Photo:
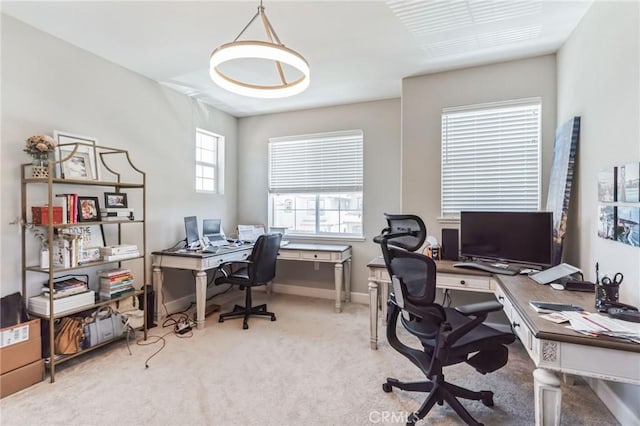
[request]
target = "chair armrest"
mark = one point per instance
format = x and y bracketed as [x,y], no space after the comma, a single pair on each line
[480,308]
------------------------------------------------------------
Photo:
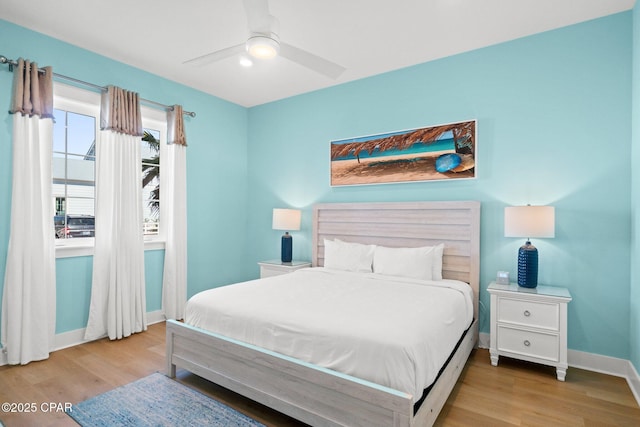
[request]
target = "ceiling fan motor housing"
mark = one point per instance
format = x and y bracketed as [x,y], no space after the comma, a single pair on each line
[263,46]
------------------------------------------------------------
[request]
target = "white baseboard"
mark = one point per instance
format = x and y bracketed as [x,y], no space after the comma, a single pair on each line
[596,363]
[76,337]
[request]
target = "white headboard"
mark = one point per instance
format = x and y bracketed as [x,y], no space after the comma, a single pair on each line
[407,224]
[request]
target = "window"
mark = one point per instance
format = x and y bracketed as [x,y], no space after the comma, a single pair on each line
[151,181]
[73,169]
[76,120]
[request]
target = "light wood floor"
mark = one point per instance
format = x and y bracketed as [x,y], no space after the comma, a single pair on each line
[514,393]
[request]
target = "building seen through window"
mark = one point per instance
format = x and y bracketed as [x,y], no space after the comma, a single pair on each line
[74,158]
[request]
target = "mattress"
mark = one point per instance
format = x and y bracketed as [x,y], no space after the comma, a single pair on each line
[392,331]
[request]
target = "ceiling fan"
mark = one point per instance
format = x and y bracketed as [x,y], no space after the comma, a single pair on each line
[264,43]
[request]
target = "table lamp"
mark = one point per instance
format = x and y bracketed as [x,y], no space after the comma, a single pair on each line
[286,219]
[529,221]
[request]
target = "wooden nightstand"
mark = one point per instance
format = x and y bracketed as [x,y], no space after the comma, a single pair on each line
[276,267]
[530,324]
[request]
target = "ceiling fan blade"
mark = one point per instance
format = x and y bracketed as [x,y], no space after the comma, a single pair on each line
------------------------------------------------------------
WRITTEN TASK: Please state how many lines of the listing above contain the string "white", treating uppercase and lowercase as different. Reply with the number alone.

RESPONSE TO THIS TASK: 2